_BRIEF_: Each line from the one that has "the elevated highway" through the final line of the listing is to be written out exactly, and no other line is.

BEGIN SUPPLIED DATA

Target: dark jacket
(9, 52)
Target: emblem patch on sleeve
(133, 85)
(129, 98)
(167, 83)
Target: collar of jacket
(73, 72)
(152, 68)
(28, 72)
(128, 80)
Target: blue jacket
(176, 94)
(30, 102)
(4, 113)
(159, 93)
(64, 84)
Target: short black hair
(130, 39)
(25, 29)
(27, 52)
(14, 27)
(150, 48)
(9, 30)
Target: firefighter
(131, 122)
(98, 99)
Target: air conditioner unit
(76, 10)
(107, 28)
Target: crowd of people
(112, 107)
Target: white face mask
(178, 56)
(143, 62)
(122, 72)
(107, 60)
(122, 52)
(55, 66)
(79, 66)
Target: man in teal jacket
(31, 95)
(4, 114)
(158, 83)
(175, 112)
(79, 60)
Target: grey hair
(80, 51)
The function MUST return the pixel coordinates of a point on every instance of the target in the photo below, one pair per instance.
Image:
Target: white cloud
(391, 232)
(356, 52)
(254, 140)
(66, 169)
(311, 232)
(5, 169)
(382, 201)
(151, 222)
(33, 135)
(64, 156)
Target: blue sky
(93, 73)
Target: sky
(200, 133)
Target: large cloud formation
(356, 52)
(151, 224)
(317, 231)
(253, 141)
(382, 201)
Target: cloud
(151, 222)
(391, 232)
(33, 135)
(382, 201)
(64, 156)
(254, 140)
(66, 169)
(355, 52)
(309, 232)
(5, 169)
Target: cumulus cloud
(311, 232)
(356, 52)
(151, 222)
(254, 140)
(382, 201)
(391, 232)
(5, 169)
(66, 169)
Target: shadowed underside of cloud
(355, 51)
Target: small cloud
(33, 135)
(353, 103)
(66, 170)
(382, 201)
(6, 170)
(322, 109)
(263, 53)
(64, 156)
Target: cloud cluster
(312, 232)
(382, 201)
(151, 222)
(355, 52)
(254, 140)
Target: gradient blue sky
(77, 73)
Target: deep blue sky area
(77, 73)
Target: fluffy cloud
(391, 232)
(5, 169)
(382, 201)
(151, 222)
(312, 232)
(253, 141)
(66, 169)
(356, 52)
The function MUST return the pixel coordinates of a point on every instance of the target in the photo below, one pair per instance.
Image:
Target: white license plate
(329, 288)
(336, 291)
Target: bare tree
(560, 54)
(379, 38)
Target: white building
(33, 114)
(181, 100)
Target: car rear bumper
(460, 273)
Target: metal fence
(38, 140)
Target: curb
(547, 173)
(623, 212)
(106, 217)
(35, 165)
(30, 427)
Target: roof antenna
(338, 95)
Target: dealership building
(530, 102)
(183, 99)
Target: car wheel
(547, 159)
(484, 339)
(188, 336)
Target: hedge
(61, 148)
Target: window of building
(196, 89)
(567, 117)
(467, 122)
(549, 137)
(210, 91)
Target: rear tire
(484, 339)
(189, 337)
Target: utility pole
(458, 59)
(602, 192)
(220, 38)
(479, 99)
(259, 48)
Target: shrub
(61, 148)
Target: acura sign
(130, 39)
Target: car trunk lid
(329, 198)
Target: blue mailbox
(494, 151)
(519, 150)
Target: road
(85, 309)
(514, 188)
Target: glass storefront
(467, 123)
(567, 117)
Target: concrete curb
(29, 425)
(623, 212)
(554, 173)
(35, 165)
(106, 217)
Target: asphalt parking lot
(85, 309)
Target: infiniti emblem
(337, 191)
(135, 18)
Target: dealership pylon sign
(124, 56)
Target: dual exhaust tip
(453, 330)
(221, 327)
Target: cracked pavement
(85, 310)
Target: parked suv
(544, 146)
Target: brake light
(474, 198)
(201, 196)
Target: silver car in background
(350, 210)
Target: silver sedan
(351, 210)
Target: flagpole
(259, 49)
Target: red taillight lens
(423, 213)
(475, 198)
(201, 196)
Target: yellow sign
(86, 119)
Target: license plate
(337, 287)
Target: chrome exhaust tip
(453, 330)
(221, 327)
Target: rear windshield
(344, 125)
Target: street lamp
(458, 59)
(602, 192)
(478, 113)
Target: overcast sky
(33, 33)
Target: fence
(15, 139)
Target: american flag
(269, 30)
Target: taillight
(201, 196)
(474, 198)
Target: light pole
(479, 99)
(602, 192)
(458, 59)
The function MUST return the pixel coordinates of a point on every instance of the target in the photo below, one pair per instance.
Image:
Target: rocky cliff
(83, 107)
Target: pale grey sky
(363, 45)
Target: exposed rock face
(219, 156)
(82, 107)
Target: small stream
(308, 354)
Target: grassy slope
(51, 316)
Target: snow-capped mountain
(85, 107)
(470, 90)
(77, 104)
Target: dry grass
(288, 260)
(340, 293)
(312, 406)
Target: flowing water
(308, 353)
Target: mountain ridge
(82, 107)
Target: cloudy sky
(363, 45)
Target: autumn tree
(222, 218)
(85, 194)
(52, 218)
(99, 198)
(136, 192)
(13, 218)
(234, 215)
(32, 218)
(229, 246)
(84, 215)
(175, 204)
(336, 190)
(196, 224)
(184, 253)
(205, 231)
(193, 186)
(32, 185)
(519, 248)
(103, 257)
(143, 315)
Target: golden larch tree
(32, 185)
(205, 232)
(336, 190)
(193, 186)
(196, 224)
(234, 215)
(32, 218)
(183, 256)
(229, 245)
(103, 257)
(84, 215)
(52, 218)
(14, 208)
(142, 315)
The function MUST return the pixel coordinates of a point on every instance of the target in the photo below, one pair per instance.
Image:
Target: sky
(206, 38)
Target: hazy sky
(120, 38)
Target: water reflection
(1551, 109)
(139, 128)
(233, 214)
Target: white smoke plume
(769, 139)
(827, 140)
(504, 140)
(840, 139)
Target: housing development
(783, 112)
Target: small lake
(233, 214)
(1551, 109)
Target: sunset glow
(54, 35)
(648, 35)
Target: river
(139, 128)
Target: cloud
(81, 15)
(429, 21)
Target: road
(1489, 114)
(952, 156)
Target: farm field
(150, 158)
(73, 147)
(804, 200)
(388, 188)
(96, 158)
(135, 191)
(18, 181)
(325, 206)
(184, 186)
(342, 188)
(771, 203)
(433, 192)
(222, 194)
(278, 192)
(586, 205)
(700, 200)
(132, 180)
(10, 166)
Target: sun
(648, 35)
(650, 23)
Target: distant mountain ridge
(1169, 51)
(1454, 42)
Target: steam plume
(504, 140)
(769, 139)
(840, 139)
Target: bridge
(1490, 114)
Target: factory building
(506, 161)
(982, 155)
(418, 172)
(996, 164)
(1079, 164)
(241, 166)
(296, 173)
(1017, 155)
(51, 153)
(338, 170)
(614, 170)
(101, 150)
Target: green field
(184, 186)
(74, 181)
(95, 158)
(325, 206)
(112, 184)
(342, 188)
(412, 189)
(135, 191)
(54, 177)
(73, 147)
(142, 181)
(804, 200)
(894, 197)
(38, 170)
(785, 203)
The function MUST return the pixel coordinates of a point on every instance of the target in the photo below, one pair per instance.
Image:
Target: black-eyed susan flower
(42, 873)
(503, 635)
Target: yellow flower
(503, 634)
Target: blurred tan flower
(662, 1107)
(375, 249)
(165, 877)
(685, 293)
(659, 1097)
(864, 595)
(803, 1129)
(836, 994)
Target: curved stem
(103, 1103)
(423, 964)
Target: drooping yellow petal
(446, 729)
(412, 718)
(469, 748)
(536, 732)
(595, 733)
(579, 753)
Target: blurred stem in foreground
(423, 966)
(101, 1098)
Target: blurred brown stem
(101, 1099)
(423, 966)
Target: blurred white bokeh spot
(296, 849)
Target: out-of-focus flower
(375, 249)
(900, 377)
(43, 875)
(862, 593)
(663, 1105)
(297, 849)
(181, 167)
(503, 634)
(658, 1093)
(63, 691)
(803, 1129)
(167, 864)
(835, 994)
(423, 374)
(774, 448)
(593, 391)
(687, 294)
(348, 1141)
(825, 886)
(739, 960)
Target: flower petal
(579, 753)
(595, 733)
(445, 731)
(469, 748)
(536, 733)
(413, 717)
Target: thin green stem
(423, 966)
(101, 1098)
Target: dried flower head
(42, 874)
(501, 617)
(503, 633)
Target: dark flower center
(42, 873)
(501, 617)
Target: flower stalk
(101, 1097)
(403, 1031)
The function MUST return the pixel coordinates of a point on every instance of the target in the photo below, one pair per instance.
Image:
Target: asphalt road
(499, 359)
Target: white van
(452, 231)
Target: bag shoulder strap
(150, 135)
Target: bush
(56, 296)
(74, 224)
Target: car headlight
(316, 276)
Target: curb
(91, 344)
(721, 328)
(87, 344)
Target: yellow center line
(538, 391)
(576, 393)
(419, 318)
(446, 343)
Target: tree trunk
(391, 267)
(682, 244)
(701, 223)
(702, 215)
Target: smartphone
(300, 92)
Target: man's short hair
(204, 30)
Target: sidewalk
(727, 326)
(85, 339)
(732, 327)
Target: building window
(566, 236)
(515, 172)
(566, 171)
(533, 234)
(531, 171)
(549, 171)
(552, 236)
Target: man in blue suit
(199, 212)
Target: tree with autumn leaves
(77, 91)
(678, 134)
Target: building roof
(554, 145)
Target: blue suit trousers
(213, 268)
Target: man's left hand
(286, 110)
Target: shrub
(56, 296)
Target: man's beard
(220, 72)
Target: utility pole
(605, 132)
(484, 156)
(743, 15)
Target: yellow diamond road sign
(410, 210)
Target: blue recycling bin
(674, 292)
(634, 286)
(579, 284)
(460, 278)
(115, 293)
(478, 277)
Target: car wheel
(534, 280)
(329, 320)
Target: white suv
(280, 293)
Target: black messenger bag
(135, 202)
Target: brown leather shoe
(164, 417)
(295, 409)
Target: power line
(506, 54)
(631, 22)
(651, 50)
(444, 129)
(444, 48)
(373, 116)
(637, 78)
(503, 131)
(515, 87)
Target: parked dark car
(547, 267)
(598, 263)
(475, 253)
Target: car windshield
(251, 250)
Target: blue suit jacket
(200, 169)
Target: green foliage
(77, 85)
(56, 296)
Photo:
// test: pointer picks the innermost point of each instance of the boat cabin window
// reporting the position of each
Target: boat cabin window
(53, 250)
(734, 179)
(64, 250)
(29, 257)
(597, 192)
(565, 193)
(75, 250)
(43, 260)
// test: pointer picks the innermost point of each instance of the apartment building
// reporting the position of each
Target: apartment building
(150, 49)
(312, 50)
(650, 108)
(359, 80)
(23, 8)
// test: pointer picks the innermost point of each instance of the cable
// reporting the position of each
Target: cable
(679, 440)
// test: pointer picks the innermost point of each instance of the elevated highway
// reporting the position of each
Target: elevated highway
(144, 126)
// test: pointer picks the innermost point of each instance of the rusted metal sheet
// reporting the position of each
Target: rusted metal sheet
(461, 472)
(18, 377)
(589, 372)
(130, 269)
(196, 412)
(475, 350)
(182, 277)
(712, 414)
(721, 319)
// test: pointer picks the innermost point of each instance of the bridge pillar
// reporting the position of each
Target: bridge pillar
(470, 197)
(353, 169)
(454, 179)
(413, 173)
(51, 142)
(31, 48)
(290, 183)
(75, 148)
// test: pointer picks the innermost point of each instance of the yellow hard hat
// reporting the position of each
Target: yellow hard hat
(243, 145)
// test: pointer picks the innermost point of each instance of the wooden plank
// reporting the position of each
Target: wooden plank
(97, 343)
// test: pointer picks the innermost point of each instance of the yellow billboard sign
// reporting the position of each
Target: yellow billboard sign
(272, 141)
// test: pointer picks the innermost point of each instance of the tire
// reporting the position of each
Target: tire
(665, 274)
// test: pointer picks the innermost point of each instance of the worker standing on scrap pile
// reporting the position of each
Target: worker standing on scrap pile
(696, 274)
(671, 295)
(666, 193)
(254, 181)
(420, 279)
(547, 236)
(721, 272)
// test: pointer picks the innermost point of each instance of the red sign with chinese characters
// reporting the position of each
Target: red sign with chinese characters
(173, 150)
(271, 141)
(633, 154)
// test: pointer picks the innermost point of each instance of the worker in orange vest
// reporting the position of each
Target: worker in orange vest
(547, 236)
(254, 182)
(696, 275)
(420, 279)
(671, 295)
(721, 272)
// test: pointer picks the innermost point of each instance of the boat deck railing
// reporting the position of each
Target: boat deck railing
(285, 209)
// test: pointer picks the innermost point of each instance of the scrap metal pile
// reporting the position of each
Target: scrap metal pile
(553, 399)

END SUPPLIED DATA

_RESPONSE BELOW_:
// test: pointer picks the innermost point of each instance of the elevated highway
// reporting the position of each
Target: elevated highway
(144, 126)
// test: pointer picks the innermost point of each instance of the rusted metal sheet
// reporting the position of each
Target: rusted metal sheet
(461, 472)
(18, 377)
(589, 372)
(130, 269)
(196, 412)
(475, 350)
(182, 277)
(712, 414)
(721, 319)
// test: pointer picks the innermost point of each instance of the bridge pillar
// reporting the position of each
Target: bridge pillar
(470, 197)
(353, 169)
(454, 179)
(413, 173)
(51, 142)
(31, 48)
(290, 183)
(75, 148)
// test: pointer picks the innermost point of each instance of the yellow hard hat
// reporting the position of each
Target: yellow hard hat
(243, 145)
// test: pointer picks the innermost point of each instance of the wooden plank
// reporting the position of each
Target: wooden plank
(97, 343)
// test: pointer picks the innermost point of each instance of the yellow billboard sign
// reporting the position of each
Target: yellow billboard sign
(272, 141)
// test: pointer picks the innermost point of each instance of the tire
// reporting the position of each
Target: tire
(665, 274)
// test: pointer picks the innermost point of each instance of the worker standing on scrap pile
// reporting the position of each
Target: worker standing on scrap pile
(696, 274)
(671, 295)
(666, 193)
(254, 181)
(420, 279)
(547, 236)
(721, 272)
// test: pointer picks the innermost point of each instance of the red sign with chinese characters
// reporting the position of each
Target: red sign with chinese characters
(173, 150)
(271, 141)
(633, 154)
// test: pointer picks the innermost point of each instance of the worker in orange vest
// reporting the position of each
Target: worker in orange vest
(547, 236)
(254, 182)
(696, 275)
(420, 279)
(671, 295)
(721, 272)
// test: pointer picks the innermost point of each instance of the boat deck railing
// reporting the position of each
Target: boat deck railing
(285, 209)
// test: pointer picks the innermost point of each instance of the scrap metal pile
// reporting the position of each
Target: scrap metal pile
(553, 399)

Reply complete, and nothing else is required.